• _SET PROBLEM_
Your task is to output the data exactly as it stands.

### SUPPLIED INFORMATION

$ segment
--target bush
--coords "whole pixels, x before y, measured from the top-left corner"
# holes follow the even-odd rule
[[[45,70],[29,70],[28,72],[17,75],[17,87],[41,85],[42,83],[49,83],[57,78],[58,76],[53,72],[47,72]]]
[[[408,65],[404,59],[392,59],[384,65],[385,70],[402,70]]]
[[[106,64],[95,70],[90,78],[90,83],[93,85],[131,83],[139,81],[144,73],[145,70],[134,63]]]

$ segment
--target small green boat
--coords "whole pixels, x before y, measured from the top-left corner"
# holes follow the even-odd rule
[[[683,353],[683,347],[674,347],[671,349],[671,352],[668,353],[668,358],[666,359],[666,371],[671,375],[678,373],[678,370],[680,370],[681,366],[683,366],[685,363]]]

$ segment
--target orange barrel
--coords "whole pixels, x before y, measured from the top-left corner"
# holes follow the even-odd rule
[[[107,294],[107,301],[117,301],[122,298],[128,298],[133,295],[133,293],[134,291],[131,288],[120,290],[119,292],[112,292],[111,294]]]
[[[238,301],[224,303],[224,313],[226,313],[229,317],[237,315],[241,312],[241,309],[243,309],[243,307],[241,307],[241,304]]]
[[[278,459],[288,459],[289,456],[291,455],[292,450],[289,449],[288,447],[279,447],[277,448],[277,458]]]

######

• _RESPONSE FOR THIS EXERCISE_
$ segment
--target bush
--coords "whole pixels, x before y, measured from the top-left corner"
# holes follow the even-odd rule
[[[45,70],[29,70],[28,72],[17,75],[17,87],[41,85],[42,83],[49,83],[57,78],[58,76],[53,72],[47,72]]]
[[[408,65],[404,59],[392,59],[384,65],[385,70],[402,70]]]
[[[106,64],[95,70],[90,78],[90,83],[93,85],[131,83],[139,81],[144,73],[145,70],[134,63]]]

$ segment
--target small green boat
--coords "whole pixels, x before y, measured from the top-left corner"
# holes follow the even-odd rule
[[[683,353],[683,347],[674,347],[671,349],[671,352],[668,353],[668,358],[666,359],[666,371],[671,375],[678,373],[678,370],[680,370],[681,366],[683,366],[685,363]]]

$ segment
--target orange barrel
--coords "whole pixels, x before y, measured from the top-left corner"
# holes follow the even-odd rule
[[[107,294],[107,301],[117,301],[122,298],[128,298],[133,295],[133,293],[134,291],[131,288],[120,290],[119,292],[112,292],[111,294]]]
[[[238,301],[224,303],[224,313],[226,313],[229,317],[237,315],[241,312],[241,309],[243,309],[243,307],[241,307],[241,304]]]
[[[278,459],[288,459],[289,456],[291,455],[292,450],[289,449],[288,447],[279,447],[277,448],[277,458]]]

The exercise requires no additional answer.